PROVIDED ENTRIES:
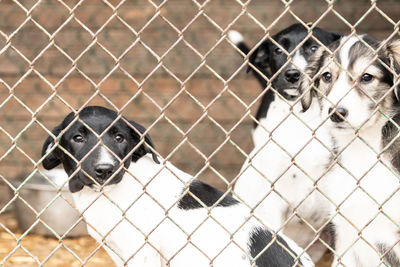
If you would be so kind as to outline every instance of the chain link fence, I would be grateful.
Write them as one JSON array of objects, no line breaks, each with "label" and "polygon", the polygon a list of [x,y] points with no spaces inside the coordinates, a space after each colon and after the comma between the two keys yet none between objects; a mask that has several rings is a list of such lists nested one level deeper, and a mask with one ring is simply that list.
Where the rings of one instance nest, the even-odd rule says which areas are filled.
[{"label": "chain link fence", "polygon": [[[20,196],[41,169],[45,137],[71,111],[119,111],[149,129],[165,159],[232,190],[253,148],[262,92],[228,31],[254,45],[292,23],[312,22],[384,40],[398,32],[399,20],[398,0],[0,1],[0,263],[112,264],[90,238],[51,229],[52,237],[30,234],[51,228],[41,216],[55,199],[73,205],[60,191],[40,210]],[[16,225],[16,205],[36,217],[26,231]],[[317,266],[330,261],[327,255]]]}]

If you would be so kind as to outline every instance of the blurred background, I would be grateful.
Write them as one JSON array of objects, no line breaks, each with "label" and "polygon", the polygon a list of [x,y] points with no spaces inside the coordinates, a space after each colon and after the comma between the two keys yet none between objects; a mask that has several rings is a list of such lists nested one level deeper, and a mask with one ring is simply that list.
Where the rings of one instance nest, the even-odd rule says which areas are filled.
[{"label": "blurred background", "polygon": [[91,239],[25,237],[11,213],[24,201],[10,183],[40,167],[46,129],[69,112],[122,109],[150,128],[163,157],[226,190],[252,149],[261,93],[226,32],[253,46],[302,20],[387,38],[398,31],[400,1],[372,2],[0,1],[0,262],[80,266],[77,255],[110,264]]}]

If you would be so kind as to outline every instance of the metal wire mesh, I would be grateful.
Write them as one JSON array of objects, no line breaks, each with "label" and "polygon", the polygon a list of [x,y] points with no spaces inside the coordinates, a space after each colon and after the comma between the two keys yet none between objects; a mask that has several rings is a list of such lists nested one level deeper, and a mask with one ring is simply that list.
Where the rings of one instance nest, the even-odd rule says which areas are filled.
[{"label": "metal wire mesh", "polygon": [[[19,195],[41,168],[44,137],[69,112],[102,105],[146,125],[163,158],[229,194],[249,159],[263,93],[228,31],[255,45],[292,23],[312,22],[384,40],[398,35],[399,20],[396,0],[1,1],[1,264],[110,264],[104,244],[70,240],[42,219],[59,199],[73,206],[61,189],[41,210]],[[23,233],[9,222],[15,203],[37,218]],[[31,237],[39,225],[56,239]]]}]

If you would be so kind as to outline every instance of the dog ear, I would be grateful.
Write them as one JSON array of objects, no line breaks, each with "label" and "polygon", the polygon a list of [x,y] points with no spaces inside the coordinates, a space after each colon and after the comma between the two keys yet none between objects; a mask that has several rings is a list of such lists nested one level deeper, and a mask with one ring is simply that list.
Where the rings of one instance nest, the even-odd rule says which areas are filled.
[{"label": "dog ear", "polygon": [[306,112],[310,108],[314,97],[314,89],[308,77],[302,79],[299,89],[303,95],[301,98],[301,106],[303,107],[303,112]]},{"label": "dog ear", "polygon": [[330,42],[329,43],[333,43],[336,40],[339,40],[340,38],[342,38],[343,35],[339,34],[339,33],[335,33],[335,32],[330,32],[329,33],[329,39]]},{"label": "dog ear", "polygon": [[[63,127],[62,124],[60,124],[57,127],[55,127],[51,132],[57,138],[57,136],[61,133],[62,130]],[[43,159],[42,164],[46,170],[51,170],[57,165],[61,164],[61,150],[58,147],[56,147],[51,152],[49,152],[54,145],[55,145],[55,139],[51,135],[47,137],[46,141],[43,144],[42,157],[43,156],[46,157]]]},{"label": "dog ear", "polygon": [[[144,128],[142,125],[134,122],[134,121],[129,121],[129,123],[131,124],[131,126],[134,128],[131,128],[132,134],[134,137],[140,139],[141,135],[144,134],[144,132],[146,131],[146,128]],[[135,130],[136,129],[136,130]],[[140,134],[138,134],[138,132]],[[157,155],[154,153],[154,151],[152,149],[150,149],[148,146],[150,146],[151,148],[154,149],[154,144],[153,141],[151,140],[150,136],[148,134],[146,134],[144,136],[144,143],[140,145],[139,148],[136,149],[135,152],[133,152],[132,154],[132,160],[134,162],[136,162],[138,159],[140,159],[141,157],[143,157],[144,155],[146,155],[147,153],[151,153],[153,160],[155,163],[160,164],[160,161],[157,158]]]},{"label": "dog ear", "polygon": [[315,27],[312,31],[313,31],[313,36],[317,38],[320,42],[322,42],[325,46],[343,37],[342,34],[336,32],[328,32],[318,27]]},{"label": "dog ear", "polygon": [[[400,76],[400,39],[393,40],[389,42],[386,46],[386,54],[389,59],[389,66],[392,68],[392,71],[395,73],[393,78],[393,82],[399,82]],[[397,79],[396,79],[397,77]],[[394,95],[397,101],[400,102],[400,84],[396,86],[394,89]]]},{"label": "dog ear", "polygon": [[303,112],[310,108],[312,100],[316,95],[315,88],[319,86],[319,79],[315,79],[315,75],[317,75],[323,67],[326,53],[327,51],[325,51],[323,47],[319,47],[310,58],[310,62],[305,70],[306,75],[303,75],[299,87],[300,93],[302,94],[301,105],[303,107]]},{"label": "dog ear", "polygon": [[[266,69],[269,69],[269,61],[270,61],[270,49],[271,49],[271,41],[266,40],[261,43],[253,53],[251,53],[249,57],[249,62],[253,64],[258,69],[262,70],[265,73]],[[247,72],[253,70],[252,67],[247,68]]]}]

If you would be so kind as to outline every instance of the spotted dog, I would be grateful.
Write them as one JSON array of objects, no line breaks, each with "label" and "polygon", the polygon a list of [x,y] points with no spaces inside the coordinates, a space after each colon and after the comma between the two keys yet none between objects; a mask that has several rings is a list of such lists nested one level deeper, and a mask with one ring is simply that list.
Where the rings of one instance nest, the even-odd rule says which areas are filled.
[{"label": "spotted dog", "polygon": [[63,164],[89,234],[117,266],[314,266],[236,199],[160,160],[146,129],[112,110],[69,114],[42,155],[46,169]]},{"label": "spotted dog", "polygon": [[339,160],[320,181],[334,203],[332,266],[400,266],[400,41],[349,36],[329,48],[301,88],[304,109],[318,102],[328,118]]},{"label": "spotted dog", "polygon": [[[292,105],[295,103],[294,101],[299,96],[298,87],[302,71],[305,70],[309,58],[320,44],[328,45],[341,36],[318,27],[312,30],[312,37],[307,35],[308,29],[302,24],[293,24],[273,35],[271,38],[275,42],[269,39],[263,41],[249,57],[249,62],[256,69],[249,66],[248,71],[253,73],[261,88],[266,89],[256,113],[257,122],[254,124],[255,131],[253,133],[255,144],[265,142],[261,134],[260,138],[257,137],[257,128],[267,118],[268,111],[282,106],[283,113],[286,114],[289,108],[287,103]],[[228,32],[228,38],[243,54],[249,54],[250,48],[245,43],[242,34],[231,30]],[[288,57],[288,53],[292,53],[292,56]],[[272,88],[279,93],[279,96],[276,96],[274,91],[268,88],[268,81],[264,78],[270,79],[272,76],[276,76],[271,80]],[[275,110],[273,113],[273,116],[276,117],[277,111]]]},{"label": "spotted dog", "polygon": [[[231,31],[229,38],[244,54],[249,53],[240,33]],[[314,261],[326,250],[324,244],[315,240],[316,236],[321,237],[322,233],[329,243],[324,228],[329,203],[314,189],[314,182],[329,165],[327,146],[332,145],[330,136],[319,129],[322,118],[317,106],[302,112],[298,88],[302,72],[320,44],[328,45],[339,38],[339,34],[317,27],[308,37],[307,28],[293,24],[272,36],[276,43],[267,39],[249,57],[257,68],[249,70],[266,91],[256,114],[255,148],[242,167],[235,193],[255,207],[255,214],[270,222],[273,229],[283,227],[286,235],[308,248]],[[260,73],[273,77],[271,86],[278,94]],[[312,140],[313,131],[319,139]],[[298,216],[293,216],[294,212]]]}]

EXERCISE DESCRIPTION: Go through the listing above and pull out each line containing the word "kind".

WRITTEN ANSWER:
If you would be so kind as to outline every instance of the chain link fence, I would be grateful.
If you would be so kind as to outline every instance of the blurred background, I would be grateful.
If you would be so kind as to outline every instance of the metal wire mesh, I would be grateful.
If you would be so kind as to outline every instance of the dog ear, I would be grateful.
If you would be so kind as to outline every instance of the spotted dog, I would be grateful.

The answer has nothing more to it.